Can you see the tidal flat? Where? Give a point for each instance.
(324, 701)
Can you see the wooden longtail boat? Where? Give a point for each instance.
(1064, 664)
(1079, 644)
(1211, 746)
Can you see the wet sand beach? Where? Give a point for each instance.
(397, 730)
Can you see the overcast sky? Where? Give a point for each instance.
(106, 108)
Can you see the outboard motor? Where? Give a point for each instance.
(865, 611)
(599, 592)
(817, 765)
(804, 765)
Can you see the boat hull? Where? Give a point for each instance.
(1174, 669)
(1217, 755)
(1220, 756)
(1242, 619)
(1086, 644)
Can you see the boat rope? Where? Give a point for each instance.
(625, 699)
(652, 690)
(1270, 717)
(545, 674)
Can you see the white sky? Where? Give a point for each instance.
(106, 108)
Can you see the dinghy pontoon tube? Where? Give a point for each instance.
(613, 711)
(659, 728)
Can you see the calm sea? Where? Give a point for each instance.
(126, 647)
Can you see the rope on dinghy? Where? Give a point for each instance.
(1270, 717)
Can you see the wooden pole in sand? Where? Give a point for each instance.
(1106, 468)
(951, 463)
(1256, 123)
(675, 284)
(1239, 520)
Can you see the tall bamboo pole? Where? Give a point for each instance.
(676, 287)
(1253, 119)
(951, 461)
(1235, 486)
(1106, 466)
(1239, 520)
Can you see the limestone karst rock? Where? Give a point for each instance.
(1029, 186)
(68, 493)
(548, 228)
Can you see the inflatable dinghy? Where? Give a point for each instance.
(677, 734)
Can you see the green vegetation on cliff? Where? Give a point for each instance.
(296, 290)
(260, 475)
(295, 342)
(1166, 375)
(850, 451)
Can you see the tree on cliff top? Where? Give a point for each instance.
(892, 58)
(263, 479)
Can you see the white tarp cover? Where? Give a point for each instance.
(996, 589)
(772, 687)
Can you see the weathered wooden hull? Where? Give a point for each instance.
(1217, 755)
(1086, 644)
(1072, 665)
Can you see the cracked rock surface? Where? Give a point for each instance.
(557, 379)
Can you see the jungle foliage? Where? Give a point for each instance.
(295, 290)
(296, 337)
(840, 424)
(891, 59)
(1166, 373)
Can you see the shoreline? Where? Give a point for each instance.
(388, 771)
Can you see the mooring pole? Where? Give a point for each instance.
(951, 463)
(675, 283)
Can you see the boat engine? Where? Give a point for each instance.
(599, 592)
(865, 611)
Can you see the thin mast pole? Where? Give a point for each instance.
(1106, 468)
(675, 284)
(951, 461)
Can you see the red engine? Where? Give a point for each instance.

____

▶ [EXERCISE INSTRUCTIONS]:
Every line above should be duplicated exactly as it stands.

▶ [COMPLETED EXERCISE]:
Can you see the tidal flat? Where? Give a point for each instance.
(324, 701)
Can you see the wooden longtail boat? Where? Give a point for each instance.
(1064, 664)
(1079, 644)
(1211, 746)
Can you see the wet sand beach? Where? Give a point for each instance.
(397, 730)
Can you see the overcast sky? Where? Give a point for each instance.
(106, 108)
Can you see the outboard motor? Where? Give a point for each instance.
(865, 611)
(599, 592)
(817, 765)
(804, 765)
Can you see the boat hull? Where? Give a point for each instance.
(1174, 669)
(1217, 755)
(1220, 756)
(1242, 619)
(1086, 644)
Can you see the boat rope? Where? Give a point for each instance.
(625, 699)
(652, 690)
(1270, 717)
(545, 674)
Can you see the white sky? Where? Give a point for each instance.
(106, 108)
Can you see the dinghy pontoon tube? Where? Give a point for each instance.
(613, 711)
(659, 728)
Can you see the calm sea? Where? Give a point for each instance.
(126, 647)
Can you see the rope on dinghy? Where? Give a point for each instance.
(1270, 717)
Can you see the wooden pole in sand? Where? Give a point for each instance.
(1106, 468)
(951, 463)
(1256, 123)
(675, 284)
(1239, 520)
Can you see the tall bamboo pole? Where? Give a point for each instance.
(676, 287)
(1253, 119)
(951, 461)
(1235, 486)
(1106, 466)
(1239, 520)
Can you see the limestone karst rock? Where? Give a point for each instance.
(1029, 186)
(68, 493)
(548, 228)
Can you see the inflatable dinghy? Where? Give a point for each instance.
(677, 734)
Can you see the green vegetation on cliff? Where? Give a point for each instance.
(296, 290)
(260, 475)
(295, 342)
(1166, 375)
(850, 451)
Can you see the tree on cliff top? Where? Give a point for each instance.
(892, 58)
(263, 479)
Can you see the white tarp cover? Where? Give a point for each instance.
(996, 589)
(772, 687)
Can you see the weathered wooden hull? Where? Give a point for each instance.
(1217, 755)
(1086, 644)
(1072, 665)
Can you see the cracked rock surface? Where? Give a point for each instance.
(557, 379)
Can you see the jungle foliage? Where? Give a point for each instance.
(295, 290)
(296, 337)
(840, 424)
(891, 59)
(1166, 373)
Can you see the shoreline? Where? Give a point for each instance.
(388, 771)
Can you see the mooring pole? Where? Give a point for each instance.
(951, 463)
(675, 283)
Can you see the boat engine? Where? Give a point for each instance.
(599, 592)
(865, 611)
Can you see the thin mast pole? Where? Give a point for each instance.
(1106, 468)
(675, 284)
(951, 461)
Can you see the red engine? Where? Give a point for each instance.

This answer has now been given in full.